_The input_
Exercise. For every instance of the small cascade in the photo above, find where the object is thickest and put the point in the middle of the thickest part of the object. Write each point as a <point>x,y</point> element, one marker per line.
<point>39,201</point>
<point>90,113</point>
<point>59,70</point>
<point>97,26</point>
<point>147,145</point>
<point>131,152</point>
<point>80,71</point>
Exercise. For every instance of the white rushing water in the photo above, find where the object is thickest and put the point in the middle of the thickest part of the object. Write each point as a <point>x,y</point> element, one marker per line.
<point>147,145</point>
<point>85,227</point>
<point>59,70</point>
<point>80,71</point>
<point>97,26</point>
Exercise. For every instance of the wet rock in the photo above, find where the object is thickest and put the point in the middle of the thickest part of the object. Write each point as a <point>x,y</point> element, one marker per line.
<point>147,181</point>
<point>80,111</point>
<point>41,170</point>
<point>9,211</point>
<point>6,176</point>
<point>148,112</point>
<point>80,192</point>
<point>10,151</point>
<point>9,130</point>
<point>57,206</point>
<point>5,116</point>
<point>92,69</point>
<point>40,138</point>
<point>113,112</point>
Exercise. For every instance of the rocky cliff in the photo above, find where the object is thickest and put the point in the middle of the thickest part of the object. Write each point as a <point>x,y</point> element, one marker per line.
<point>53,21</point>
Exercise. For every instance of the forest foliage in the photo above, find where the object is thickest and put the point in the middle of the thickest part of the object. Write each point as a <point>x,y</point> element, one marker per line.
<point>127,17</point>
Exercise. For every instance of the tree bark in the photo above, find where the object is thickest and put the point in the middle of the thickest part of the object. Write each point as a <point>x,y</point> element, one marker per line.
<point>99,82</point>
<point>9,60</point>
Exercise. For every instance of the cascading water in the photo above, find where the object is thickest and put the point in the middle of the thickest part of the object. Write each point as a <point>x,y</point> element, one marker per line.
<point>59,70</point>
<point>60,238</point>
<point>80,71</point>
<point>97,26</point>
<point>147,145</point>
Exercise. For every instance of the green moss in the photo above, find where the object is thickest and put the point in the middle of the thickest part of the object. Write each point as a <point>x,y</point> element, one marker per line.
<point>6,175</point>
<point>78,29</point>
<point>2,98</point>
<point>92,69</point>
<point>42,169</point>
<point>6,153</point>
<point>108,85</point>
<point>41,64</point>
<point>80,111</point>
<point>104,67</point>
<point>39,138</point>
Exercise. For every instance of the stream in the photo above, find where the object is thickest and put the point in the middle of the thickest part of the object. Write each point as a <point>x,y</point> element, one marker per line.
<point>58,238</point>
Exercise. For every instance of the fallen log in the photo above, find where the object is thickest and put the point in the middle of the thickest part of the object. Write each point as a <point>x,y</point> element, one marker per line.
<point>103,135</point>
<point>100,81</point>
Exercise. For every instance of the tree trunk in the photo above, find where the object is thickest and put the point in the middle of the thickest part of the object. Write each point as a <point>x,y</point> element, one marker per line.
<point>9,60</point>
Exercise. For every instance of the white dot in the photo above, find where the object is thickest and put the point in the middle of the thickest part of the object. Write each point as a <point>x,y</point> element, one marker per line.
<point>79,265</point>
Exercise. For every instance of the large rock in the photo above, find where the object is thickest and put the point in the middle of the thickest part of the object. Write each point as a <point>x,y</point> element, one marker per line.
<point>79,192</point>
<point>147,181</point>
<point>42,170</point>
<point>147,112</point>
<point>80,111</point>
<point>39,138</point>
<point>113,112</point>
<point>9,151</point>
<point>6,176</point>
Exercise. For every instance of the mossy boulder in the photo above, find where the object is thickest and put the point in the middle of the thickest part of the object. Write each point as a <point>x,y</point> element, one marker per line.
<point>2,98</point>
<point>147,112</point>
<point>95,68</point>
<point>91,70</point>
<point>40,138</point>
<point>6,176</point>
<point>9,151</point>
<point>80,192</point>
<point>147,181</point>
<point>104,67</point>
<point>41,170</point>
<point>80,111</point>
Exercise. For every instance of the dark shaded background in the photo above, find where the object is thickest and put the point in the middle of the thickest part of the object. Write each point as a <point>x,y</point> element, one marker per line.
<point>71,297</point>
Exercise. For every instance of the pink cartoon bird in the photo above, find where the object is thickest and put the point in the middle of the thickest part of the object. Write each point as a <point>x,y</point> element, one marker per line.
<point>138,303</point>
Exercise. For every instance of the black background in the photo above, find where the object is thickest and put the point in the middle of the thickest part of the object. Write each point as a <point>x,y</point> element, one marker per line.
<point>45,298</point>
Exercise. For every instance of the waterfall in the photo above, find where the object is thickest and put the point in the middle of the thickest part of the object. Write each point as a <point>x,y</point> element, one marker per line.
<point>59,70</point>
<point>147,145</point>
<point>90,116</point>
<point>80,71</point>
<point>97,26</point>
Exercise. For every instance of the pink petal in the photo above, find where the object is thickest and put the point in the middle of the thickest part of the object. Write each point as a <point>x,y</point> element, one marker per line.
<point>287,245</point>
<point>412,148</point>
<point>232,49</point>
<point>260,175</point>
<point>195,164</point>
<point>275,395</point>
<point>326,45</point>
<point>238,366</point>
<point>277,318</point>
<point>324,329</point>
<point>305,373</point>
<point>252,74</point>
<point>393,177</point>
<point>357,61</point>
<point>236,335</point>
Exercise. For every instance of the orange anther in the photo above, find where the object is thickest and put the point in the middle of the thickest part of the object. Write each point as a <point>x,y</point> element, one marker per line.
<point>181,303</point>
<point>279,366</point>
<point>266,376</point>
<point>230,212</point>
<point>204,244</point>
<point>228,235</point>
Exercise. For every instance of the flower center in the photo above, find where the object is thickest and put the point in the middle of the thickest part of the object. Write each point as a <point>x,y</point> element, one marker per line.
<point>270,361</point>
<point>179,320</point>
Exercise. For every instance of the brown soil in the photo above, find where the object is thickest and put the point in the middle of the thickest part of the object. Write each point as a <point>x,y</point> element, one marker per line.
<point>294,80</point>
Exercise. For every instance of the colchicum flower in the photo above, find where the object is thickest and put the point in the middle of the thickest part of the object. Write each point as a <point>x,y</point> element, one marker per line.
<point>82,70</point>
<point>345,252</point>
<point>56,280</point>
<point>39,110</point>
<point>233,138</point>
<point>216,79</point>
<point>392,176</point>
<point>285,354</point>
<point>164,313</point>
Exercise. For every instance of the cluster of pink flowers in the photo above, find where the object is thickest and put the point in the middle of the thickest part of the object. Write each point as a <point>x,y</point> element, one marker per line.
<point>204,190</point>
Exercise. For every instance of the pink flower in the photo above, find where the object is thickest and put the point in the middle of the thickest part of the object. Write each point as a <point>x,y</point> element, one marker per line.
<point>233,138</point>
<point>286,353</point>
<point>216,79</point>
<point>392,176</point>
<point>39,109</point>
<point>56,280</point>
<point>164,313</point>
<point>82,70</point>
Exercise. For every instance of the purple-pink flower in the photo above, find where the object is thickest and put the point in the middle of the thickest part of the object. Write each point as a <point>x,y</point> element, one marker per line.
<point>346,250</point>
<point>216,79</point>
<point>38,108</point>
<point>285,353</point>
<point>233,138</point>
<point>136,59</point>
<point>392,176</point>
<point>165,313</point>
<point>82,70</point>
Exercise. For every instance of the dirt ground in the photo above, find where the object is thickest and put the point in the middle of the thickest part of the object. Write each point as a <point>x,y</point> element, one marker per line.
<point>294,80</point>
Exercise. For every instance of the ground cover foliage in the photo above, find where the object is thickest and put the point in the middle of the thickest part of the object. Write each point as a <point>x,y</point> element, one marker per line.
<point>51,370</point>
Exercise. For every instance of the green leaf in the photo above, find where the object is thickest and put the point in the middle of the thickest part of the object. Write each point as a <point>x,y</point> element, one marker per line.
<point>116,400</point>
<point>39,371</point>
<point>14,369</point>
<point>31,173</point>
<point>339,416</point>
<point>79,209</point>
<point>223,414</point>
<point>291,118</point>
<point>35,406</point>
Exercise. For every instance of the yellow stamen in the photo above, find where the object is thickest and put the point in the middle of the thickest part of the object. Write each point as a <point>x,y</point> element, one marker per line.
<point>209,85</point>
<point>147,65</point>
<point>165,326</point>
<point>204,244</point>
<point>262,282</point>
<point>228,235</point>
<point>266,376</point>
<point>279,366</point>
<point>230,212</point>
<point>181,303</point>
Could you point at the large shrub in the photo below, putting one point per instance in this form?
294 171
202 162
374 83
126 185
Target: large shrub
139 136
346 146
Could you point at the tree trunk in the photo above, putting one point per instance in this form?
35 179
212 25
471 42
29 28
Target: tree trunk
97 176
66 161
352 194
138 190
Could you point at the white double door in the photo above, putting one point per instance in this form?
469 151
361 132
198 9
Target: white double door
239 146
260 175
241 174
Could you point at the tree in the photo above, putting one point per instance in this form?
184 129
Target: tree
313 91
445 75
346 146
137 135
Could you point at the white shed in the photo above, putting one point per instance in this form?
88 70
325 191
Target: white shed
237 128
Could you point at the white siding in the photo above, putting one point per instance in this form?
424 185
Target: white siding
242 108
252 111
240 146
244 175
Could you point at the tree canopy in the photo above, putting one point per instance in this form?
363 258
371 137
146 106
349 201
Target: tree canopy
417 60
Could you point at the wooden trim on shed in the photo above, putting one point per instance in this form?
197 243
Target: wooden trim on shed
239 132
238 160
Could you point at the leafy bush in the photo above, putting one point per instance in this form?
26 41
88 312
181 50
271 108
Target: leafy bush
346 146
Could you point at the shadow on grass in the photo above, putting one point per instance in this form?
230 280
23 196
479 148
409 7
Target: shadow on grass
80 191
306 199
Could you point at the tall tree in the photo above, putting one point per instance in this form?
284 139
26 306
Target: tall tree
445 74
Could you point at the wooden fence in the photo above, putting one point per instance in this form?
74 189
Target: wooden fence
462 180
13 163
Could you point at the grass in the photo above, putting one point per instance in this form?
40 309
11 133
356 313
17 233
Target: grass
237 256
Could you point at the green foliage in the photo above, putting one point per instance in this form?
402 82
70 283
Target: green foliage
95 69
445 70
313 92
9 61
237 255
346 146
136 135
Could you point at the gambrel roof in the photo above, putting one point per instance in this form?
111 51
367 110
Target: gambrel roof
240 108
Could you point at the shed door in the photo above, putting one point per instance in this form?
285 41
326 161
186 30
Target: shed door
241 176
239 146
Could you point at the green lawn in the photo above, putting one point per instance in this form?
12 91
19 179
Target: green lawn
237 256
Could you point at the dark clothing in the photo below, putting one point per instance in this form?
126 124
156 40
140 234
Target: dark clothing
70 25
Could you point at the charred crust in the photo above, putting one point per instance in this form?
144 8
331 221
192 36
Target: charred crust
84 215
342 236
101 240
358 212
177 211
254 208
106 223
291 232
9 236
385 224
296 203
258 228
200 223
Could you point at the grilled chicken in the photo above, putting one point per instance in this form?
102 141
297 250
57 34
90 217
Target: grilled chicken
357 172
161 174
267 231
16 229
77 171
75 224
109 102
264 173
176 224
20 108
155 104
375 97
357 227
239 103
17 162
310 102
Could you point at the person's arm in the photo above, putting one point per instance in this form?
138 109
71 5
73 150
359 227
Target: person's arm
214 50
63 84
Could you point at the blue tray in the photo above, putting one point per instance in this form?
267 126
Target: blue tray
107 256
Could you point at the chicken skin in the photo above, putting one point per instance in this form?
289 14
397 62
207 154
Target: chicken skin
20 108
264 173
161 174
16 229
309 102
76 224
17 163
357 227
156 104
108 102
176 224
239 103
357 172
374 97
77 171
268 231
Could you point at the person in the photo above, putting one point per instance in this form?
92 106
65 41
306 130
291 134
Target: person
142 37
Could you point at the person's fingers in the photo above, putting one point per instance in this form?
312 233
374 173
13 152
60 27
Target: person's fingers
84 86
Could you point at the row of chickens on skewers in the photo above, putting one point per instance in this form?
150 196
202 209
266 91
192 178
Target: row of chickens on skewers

_Problem to work on_
Starting at the first line and ending after the line that contains "<point>39,201</point>", reproduce those lines, requests included, with every point coordinate in the answers multiplied by 2.2 and rounded to the nearest whole number, halves rounding up. Leave the numbers in the requests unchanged.

_Full answer_
Exercise. For every instance of the small cascade in the photo above, find where the object is thickest and put the point in the middle of the thickest part of the object. Write each point as a <point>x,y</point> element, one marker per line.
<point>86,442</point>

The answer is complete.